Things to do =>
**A)** Which teachers does the essay on parents in schools name?
**B)** In the essay on parents in schools, what kind of football did the school in the rural Texas town have?
-------- Excerpt
One of the Biggest Problems in Our Schools: Parents
I attended three different schools in second grade, but the one I stayed in the longest was in Alabama, where I found out that I had been assigned to Mrs. Towry’s class. When cousins and peers heard this, I inevitably got the “Ooh, she’s tough” line, perhaps accompanied by a low whistle which implied that I was in for a hell of a time. I didn’t know what to make of this, so I took a wait-and-see approach. As it happens, Mrs. Towry was not the Wicked Witch of the West, but a kindly older teacher who maintained discipline in her class and cared about her kids. She and I got along just fine.
When I was in fourth grade, my parents had moved to a tiny, rural Texas town. I was in a third- and fourth-grade blend, taught by Mrs. M., who had taught there since the Jurassic period. Okay, I exaggerate a little. She had been asked to come out of retirement, perhaps because not many teachers were banging on the doors to come and teach in a school with six-man football. Mrs. M. was probably a decent teacher once, but it became clear after awhile that something was not quite right with her. She had an explosive temper and was prone to unreasonable outbursts, which sometimes resulted in violence. A classmate was thrown up against the wall hard enough to leave bruises. We tread on eggshells.
I told my parents all this, and the boy who was bruised did the same. My parents and the boy’s parents proceeded to make ourselves highly unpopular by asking the school board for her removal. As an esteemed town paragon, this did not go over well. No one wanted to remove Mrs. M., and although they finally had no other choice, everyone in the town — adults in particular — resented the fact that the two families had spoken up. Local parents, due to politics, would have preferred to keep an abusive teacher in place.
I transferred to another high school nearby in my junior year. The previous English teacher had quit after putting up with years of complaints that she was “too hard” and “why did you fail my kid?” Her replacement was anything but challenging, and since she seemed more interested in being our buddy than our teacher, I had a very hard time respecting her. As fate would have it, the dreaded “hard” Mrs. C. returned for our last six weeks of school while the new teacher was on maternity leave. When you really love and admire a teacher, you have a sort of crush on them. It’s an interesting emotion; it’s not romantic, it’s a little parental, and it’s sort of like reverence for deity. I had that kind of crush on Mrs. C. Too hard? She knew her stuff. She was stimulating. Yet, here was the woman so harried by parental complaints that she ditched it all to be a stay-at-home mom. A gem of a teacher, lost forever.
----------------
-------- Data shown
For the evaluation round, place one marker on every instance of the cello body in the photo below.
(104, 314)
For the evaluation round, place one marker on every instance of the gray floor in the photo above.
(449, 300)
----------------
Responses by task =>
**A)** Mrs. Towry, Mrs. M., Mrs. C.

**B)** Six-man football.